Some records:
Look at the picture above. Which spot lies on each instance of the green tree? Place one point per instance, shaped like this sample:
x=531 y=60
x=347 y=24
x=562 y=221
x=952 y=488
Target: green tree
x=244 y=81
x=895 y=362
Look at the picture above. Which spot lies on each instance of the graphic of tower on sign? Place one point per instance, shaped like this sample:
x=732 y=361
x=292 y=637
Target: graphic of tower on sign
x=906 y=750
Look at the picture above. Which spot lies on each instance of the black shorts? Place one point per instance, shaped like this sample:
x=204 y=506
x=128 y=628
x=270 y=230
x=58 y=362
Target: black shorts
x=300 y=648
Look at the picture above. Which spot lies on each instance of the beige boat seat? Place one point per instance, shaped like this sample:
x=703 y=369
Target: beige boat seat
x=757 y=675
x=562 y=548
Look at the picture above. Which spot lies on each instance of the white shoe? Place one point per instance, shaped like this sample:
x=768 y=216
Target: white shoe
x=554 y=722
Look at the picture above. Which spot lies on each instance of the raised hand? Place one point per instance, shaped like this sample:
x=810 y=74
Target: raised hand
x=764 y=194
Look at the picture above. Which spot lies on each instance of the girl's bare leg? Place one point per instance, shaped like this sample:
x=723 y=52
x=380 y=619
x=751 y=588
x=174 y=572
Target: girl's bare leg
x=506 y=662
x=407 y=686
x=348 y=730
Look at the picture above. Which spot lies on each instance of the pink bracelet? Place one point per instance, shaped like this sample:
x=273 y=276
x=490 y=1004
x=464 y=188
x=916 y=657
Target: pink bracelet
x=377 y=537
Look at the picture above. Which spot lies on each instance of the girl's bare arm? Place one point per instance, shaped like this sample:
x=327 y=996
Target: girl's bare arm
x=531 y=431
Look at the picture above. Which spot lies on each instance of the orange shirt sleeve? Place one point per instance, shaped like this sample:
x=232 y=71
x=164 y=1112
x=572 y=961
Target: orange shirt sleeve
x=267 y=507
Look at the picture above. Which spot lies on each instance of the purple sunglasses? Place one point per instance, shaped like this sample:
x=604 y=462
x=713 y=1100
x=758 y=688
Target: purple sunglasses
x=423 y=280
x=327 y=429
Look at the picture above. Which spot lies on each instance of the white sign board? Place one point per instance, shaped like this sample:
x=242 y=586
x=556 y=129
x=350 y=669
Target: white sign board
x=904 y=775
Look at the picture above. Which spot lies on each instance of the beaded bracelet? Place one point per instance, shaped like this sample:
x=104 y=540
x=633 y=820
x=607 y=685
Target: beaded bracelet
---
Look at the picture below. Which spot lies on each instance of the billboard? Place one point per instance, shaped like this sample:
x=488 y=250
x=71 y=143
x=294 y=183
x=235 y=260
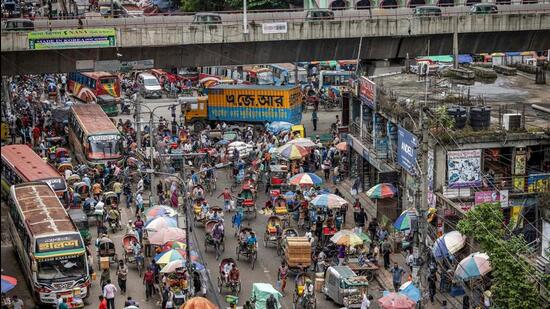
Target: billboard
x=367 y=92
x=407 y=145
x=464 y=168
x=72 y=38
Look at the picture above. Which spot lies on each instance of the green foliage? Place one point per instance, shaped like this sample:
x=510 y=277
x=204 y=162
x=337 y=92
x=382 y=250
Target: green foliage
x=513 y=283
* * *
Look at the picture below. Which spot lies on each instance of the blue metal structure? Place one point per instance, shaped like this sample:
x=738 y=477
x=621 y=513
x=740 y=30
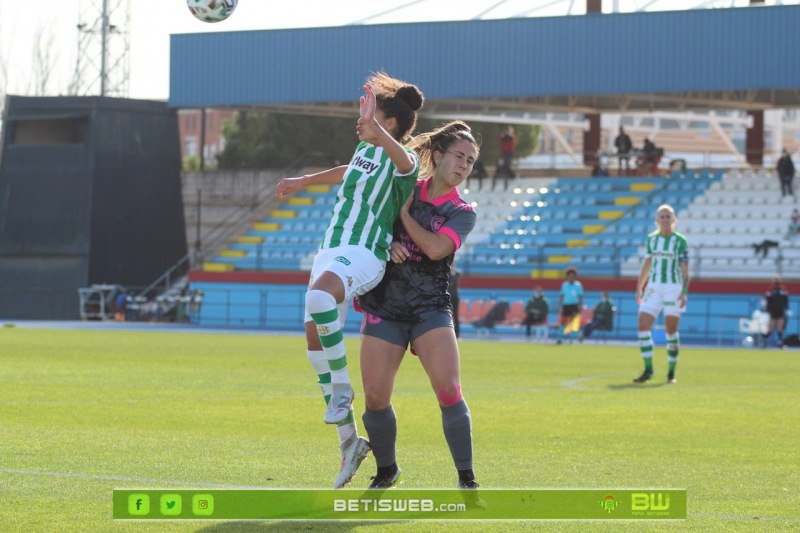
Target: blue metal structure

Exercise directions: Reproduce, without any change, the stretch of rows from the line containing "the green tree?" through the line containing "x=531 y=431".

Exercise answer:
Look at the picture above. Which spot lies on each instance of the green tree? Place one point per instance, shaped like this sample:
x=531 y=60
x=347 y=24
x=562 y=221
x=952 y=488
Target: green tree
x=244 y=81
x=895 y=362
Look at the picture above. Which spot lies on each instance of the graphic of tower on sign? Place one point per instance, shaped like this sample:
x=732 y=361
x=292 y=637
Target: graphic of tower on sign
x=906 y=750
Look at the picture above. Which spot lies on each instance of the black shorts? Place one point per instance, shaped like this sample:
x=204 y=506
x=128 y=628
x=270 y=230
x=58 y=362
Target: black shorts
x=300 y=648
Look at the picture above. Which spot lies on each instance of the beige boat seat? Place one point per instance, shaped like this sample:
x=703 y=369
Target: beige boat seat
x=757 y=675
x=562 y=548
Look at the picture above. Which spot lies on each instance of the white shoe? Place one point per instance, shaped like this sample:
x=768 y=216
Target: white shoe
x=554 y=722
Look at the picture above. Which spot lies on each instance of the raised hand? Place one point per instance, shaped like this sample:
x=810 y=74
Target: raised hand
x=764 y=194
Look at the picture above. Which spot lies on each instance of the girl's bare leg? Place one point per instance, shaped like this sample:
x=723 y=52
x=380 y=619
x=751 y=588
x=174 y=572
Target: girl's bare leg
x=506 y=662
x=407 y=686
x=348 y=730
Look at the picture above. Which spot lies on each instance of the pink bracelet? Place one point per instance, shaped like this sample:
x=273 y=276
x=490 y=1004
x=464 y=188
x=916 y=657
Target: pink bracelet
x=377 y=537
Look at the picture above. Which spot lies on each instance of the girl's bare arm? Place one point per instance, shaped like this sample:
x=327 y=996
Target: girl's bare arm
x=531 y=431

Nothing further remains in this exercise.